-- WORKING DATA start --

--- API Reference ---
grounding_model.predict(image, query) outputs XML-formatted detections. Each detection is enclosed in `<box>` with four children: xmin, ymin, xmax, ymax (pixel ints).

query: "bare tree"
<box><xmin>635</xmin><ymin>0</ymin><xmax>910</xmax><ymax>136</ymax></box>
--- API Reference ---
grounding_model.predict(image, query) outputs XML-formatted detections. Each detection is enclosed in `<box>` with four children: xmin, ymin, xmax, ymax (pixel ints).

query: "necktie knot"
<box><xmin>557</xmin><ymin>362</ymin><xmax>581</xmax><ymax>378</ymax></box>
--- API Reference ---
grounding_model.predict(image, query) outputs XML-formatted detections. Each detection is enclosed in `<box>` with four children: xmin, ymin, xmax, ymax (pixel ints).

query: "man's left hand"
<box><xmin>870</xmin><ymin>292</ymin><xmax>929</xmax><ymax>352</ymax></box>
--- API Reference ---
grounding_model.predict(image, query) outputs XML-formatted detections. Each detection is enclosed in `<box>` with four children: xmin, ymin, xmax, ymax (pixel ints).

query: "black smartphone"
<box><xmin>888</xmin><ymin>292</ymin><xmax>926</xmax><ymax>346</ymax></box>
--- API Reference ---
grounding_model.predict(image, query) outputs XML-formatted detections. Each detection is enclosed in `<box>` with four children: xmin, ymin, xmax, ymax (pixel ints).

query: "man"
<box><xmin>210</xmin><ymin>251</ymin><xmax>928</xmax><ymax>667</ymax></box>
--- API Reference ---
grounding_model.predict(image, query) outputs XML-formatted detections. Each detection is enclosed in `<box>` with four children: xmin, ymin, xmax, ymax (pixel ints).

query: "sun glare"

-- WORKING DATA end --

_WHAT YOU NEED TO DO_
Copy all of the records above line for line, keeping every character as it is.

_WRITTEN SOLUTION_
--- API Reference ---
grounding_model.predict(image, query) outputs XML-formatted detections. Each detection is enclosed in `<box>` with four children: xmin, ymin, xmax, ymax (pixel ints).

query: "bare tree"
<box><xmin>635</xmin><ymin>0</ymin><xmax>910</xmax><ymax>136</ymax></box>
--- API Reference ---
grounding_model.predict(image, query) outputs XML-formatted detections. Each detection is enclosed in `<box>` with four children: xmin, ymin, xmax, ymax (pixel ints).

query: "necktie knot"
<box><xmin>557</xmin><ymin>362</ymin><xmax>581</xmax><ymax>378</ymax></box>
--- API Reference ---
grounding_model.predict(image, query) outputs XML-formatted detections. Each detection is enclosed in `<box>` with four children: xmin, ymin, xmax, ymax (pixel ints).

query: "man's left hand"
<box><xmin>870</xmin><ymin>292</ymin><xmax>929</xmax><ymax>352</ymax></box>
--- API Reference ---
grounding_model.predict(image, query) outputs XML-formatted detections. Each detection is enclosed in `<box>` with four children: xmin, ymin, xmax, ymax (pixel ints).

query: "black smartphone"
<box><xmin>888</xmin><ymin>292</ymin><xmax>926</xmax><ymax>346</ymax></box>
--- API Reference ---
grounding_model.predict(image, query) outputs XML-formatted detections. Each detection is enclosed in `<box>` with four children: xmin, ymin, xmax, ymax (pixel ints).

query: "man"
<box><xmin>210</xmin><ymin>251</ymin><xmax>928</xmax><ymax>667</ymax></box>
--- API Reference ---
grounding_model.predict(image, query) outputs XML-formatted detections. Each detection is enclosed in `<box>` with four children: xmin, ymin, xmax, ymax (pixel ints).

query: "sun glare"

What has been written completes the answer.